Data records
╭──
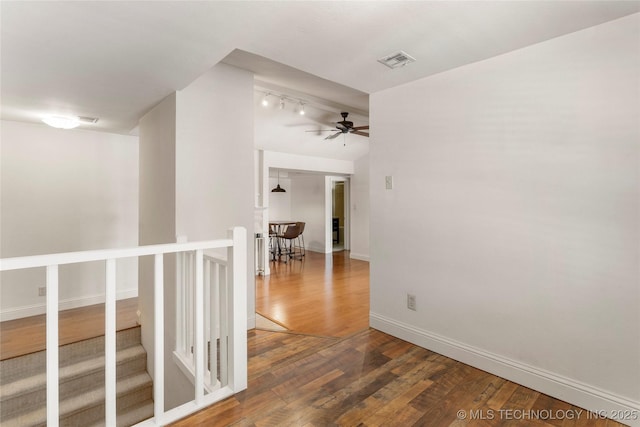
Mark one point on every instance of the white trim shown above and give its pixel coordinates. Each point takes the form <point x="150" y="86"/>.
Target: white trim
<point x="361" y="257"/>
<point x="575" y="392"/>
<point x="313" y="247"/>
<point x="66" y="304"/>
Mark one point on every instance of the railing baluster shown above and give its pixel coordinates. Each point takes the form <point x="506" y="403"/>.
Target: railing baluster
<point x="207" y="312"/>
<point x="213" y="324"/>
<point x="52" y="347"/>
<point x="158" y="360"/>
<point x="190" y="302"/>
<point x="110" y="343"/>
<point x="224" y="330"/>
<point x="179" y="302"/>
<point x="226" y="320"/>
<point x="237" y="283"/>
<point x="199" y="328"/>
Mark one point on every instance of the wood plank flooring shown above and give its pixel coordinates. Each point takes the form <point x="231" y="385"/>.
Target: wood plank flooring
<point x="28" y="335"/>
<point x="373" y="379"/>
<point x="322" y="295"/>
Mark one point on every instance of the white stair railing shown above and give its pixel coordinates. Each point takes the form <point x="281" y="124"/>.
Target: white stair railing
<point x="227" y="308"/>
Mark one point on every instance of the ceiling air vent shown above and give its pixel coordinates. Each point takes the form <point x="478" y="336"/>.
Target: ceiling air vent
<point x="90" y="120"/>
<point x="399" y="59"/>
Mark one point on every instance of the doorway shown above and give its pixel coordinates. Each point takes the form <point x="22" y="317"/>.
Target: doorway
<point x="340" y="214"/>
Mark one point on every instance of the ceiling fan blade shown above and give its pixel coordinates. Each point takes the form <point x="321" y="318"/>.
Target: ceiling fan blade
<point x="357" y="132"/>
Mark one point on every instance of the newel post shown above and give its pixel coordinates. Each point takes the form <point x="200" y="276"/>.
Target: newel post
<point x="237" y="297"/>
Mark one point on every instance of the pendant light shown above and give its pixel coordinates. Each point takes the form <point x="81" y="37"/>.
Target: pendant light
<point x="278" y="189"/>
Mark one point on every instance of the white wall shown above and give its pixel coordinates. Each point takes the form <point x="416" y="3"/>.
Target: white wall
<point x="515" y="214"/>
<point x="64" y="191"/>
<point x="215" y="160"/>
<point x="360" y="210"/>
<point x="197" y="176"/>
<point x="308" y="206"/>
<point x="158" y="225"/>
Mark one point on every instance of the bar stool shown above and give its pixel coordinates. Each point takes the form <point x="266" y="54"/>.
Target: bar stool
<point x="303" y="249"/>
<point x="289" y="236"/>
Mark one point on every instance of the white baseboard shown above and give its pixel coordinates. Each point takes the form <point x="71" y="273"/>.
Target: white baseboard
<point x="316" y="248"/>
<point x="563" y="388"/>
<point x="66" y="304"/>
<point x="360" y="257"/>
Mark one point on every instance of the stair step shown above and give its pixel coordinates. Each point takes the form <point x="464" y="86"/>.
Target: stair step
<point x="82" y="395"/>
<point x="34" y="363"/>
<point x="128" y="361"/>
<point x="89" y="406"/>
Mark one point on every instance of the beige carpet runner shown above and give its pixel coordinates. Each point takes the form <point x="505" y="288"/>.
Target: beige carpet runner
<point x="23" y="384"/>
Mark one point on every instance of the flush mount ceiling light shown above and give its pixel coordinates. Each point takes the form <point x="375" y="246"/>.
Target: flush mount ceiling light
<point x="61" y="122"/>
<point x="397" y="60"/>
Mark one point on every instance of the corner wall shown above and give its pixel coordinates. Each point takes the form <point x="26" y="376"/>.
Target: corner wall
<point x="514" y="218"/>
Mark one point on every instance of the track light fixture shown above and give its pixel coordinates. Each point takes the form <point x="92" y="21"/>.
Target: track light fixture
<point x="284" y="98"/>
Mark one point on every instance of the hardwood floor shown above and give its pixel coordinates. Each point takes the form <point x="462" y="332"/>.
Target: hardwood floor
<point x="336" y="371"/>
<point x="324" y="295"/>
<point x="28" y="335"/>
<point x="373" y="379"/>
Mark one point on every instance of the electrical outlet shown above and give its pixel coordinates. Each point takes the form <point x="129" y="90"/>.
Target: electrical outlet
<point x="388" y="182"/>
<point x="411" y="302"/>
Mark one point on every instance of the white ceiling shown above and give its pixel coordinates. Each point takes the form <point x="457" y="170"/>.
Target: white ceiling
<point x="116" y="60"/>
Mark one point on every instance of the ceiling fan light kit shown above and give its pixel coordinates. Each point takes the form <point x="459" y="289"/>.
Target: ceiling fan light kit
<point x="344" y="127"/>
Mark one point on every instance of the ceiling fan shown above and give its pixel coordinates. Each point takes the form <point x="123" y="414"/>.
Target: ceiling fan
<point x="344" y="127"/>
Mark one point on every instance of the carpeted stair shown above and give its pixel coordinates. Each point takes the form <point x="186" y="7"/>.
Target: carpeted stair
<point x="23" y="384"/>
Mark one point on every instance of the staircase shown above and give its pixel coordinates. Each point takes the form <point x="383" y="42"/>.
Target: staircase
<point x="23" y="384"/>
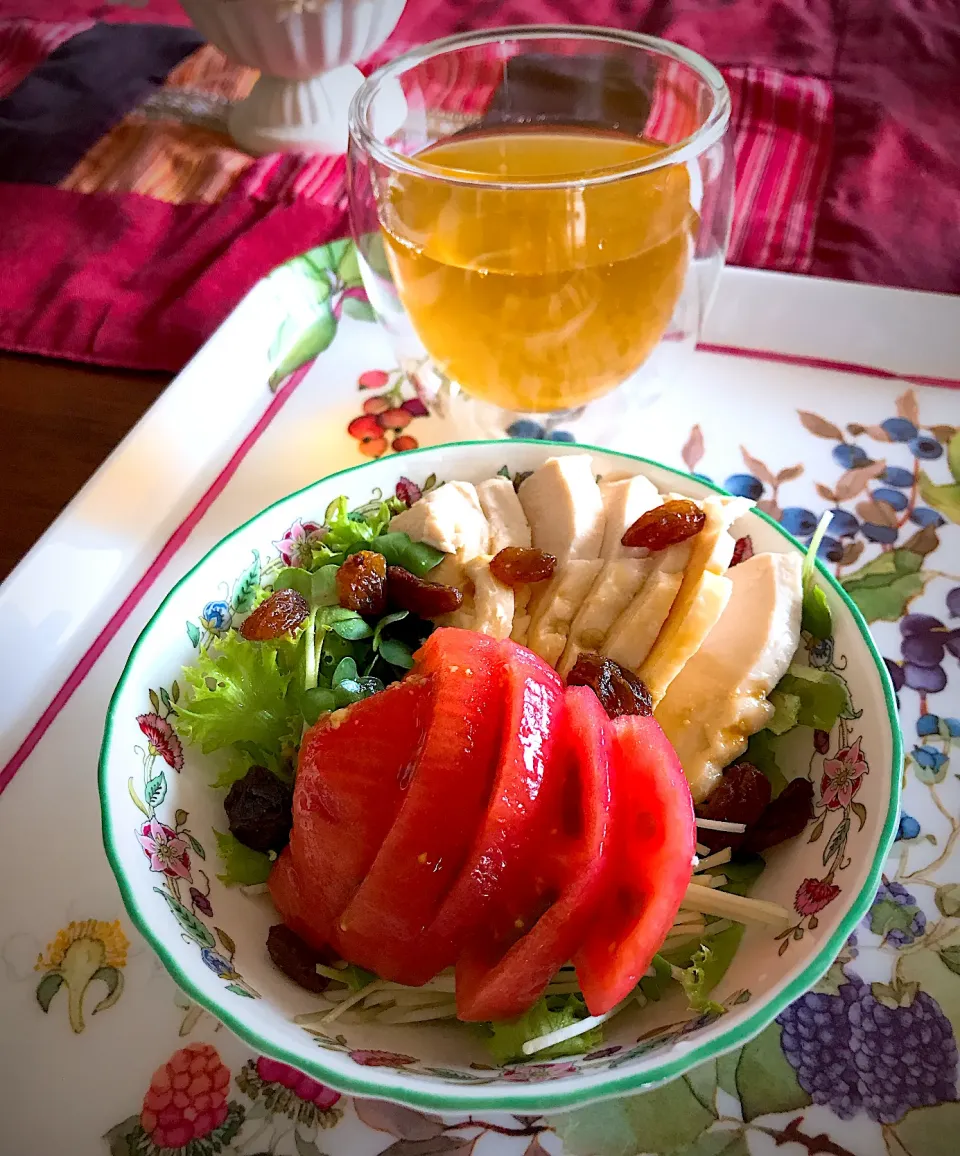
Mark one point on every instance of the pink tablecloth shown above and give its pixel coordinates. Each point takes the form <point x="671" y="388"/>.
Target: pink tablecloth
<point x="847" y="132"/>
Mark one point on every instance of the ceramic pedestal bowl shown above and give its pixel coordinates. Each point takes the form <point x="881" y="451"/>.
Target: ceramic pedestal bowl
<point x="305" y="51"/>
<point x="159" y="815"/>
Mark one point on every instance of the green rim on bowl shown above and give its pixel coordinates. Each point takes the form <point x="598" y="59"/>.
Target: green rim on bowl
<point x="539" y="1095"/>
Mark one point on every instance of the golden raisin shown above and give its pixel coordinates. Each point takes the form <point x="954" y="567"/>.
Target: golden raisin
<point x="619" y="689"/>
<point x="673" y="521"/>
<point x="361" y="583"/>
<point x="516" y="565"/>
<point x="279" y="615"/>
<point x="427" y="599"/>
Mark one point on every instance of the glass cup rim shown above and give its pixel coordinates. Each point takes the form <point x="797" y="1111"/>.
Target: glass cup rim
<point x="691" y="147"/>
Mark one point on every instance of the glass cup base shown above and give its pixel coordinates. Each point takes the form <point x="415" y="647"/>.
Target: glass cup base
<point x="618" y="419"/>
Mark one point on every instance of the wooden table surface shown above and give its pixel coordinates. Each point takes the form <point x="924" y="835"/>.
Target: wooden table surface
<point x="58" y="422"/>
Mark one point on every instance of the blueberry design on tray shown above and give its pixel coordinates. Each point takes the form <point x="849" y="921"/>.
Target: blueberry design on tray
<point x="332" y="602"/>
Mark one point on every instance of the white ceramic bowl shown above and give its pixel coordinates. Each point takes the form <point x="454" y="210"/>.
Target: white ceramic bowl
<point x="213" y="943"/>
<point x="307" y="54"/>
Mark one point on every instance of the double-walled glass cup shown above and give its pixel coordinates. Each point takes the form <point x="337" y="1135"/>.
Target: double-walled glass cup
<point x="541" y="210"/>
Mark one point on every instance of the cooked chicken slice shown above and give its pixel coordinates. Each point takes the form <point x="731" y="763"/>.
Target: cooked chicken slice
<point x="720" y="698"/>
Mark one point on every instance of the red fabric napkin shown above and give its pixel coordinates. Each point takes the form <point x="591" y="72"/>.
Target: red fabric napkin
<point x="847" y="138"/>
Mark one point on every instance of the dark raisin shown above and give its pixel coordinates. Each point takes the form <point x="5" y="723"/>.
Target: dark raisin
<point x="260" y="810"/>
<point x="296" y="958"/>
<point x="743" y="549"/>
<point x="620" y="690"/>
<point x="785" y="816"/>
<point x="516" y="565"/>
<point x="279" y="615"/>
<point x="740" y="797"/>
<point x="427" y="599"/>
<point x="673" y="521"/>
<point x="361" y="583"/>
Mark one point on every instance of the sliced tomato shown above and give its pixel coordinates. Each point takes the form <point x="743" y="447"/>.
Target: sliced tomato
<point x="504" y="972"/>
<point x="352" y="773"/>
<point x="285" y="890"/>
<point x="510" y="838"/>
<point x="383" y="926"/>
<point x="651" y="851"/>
╰──
╭──
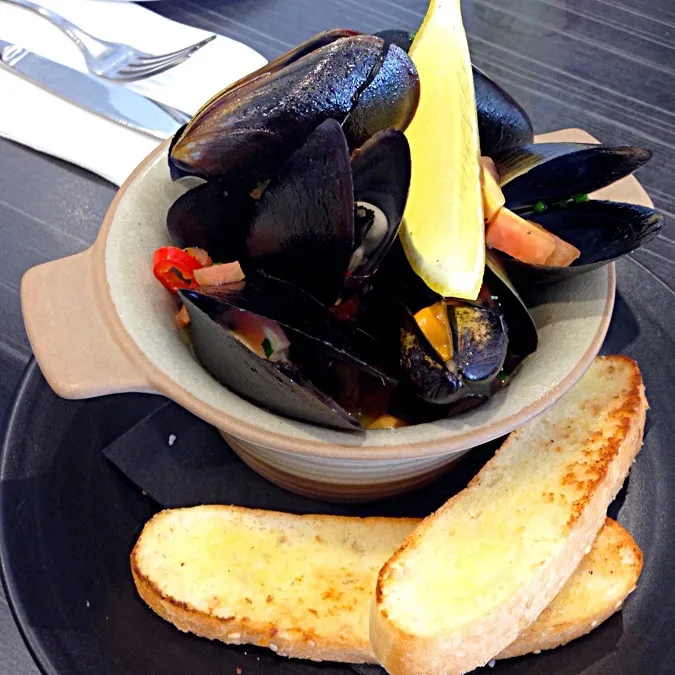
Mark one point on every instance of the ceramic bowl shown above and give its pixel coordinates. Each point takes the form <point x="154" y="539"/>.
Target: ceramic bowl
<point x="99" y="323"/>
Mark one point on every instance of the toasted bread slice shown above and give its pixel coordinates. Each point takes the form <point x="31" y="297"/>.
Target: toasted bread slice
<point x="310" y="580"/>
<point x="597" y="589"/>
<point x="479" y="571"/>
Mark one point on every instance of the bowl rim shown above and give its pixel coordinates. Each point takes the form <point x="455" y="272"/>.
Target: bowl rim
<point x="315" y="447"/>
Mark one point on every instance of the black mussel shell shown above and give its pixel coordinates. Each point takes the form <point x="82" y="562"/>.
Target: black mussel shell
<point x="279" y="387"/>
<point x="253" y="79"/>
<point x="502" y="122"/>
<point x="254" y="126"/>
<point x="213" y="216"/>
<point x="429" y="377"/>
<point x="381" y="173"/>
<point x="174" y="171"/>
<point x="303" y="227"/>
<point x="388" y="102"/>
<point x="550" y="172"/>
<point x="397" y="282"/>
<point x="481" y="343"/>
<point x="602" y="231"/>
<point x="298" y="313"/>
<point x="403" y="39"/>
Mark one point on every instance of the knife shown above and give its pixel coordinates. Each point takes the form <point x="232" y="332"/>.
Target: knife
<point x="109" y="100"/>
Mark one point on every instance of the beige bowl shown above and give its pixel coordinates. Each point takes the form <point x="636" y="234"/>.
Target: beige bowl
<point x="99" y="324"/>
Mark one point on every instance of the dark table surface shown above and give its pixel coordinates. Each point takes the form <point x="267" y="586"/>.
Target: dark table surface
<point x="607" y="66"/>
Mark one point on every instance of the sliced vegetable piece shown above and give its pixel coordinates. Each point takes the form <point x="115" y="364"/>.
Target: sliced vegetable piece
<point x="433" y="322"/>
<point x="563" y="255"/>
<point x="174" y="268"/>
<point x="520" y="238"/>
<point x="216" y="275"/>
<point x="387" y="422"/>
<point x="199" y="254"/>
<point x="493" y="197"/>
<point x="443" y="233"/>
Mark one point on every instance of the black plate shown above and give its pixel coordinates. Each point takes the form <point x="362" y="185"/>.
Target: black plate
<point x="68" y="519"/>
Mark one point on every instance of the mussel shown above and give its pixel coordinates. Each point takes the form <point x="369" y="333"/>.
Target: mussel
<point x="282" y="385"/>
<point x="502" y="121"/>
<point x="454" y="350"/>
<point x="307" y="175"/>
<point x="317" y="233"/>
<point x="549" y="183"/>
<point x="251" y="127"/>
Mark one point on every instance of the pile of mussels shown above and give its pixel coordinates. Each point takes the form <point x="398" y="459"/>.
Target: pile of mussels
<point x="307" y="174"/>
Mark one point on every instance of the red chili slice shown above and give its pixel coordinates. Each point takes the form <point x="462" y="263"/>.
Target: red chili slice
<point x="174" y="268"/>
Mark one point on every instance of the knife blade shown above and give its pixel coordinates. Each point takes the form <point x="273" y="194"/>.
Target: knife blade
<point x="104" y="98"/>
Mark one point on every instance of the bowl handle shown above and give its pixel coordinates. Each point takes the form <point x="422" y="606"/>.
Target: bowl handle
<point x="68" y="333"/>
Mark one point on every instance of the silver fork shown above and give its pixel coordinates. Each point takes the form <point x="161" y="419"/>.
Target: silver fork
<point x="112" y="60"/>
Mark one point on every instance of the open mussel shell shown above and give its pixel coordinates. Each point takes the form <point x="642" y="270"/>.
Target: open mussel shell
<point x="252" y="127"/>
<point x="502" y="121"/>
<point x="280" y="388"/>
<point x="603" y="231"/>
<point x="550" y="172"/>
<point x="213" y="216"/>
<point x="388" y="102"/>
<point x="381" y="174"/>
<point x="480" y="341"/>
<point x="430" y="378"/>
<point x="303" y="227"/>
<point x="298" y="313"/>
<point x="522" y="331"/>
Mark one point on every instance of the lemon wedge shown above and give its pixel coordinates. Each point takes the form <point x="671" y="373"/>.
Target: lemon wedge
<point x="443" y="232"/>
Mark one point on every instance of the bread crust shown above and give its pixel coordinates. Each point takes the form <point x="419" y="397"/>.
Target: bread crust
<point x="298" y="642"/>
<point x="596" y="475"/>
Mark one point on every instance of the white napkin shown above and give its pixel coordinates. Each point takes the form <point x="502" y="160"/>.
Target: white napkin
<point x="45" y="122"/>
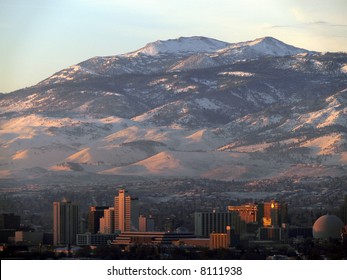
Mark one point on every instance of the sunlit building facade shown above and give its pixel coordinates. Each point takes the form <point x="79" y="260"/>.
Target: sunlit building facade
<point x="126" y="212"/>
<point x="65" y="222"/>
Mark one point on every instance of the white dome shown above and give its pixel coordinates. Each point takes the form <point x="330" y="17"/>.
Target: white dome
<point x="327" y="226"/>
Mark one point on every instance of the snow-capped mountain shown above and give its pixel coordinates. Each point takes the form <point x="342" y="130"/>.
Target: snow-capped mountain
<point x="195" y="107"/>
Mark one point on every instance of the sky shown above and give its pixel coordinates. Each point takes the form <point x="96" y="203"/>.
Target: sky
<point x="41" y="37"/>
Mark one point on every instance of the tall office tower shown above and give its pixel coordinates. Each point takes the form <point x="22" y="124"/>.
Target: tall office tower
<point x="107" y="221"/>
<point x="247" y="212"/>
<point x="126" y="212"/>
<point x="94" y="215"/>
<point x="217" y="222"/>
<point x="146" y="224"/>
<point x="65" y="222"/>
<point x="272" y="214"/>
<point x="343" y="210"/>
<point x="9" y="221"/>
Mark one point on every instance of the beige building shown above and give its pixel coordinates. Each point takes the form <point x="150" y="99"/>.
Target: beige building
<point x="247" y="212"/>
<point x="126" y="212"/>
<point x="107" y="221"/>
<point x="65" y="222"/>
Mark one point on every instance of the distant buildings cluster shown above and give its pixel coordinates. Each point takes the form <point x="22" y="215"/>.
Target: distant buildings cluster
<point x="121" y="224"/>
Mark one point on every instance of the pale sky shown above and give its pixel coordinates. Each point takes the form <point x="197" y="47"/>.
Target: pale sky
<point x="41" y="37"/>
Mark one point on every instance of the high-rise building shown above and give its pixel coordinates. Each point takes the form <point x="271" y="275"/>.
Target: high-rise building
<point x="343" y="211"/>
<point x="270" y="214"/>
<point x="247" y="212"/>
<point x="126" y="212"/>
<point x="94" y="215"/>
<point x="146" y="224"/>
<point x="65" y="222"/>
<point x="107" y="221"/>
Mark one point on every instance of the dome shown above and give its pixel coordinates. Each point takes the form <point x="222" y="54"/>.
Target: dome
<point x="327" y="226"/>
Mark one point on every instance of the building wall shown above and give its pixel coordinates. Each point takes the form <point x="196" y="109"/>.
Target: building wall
╰──
**The exercise**
How many lines in the data above contain the word "cluster"? Reply with the number alone.

**Reply to the task**
2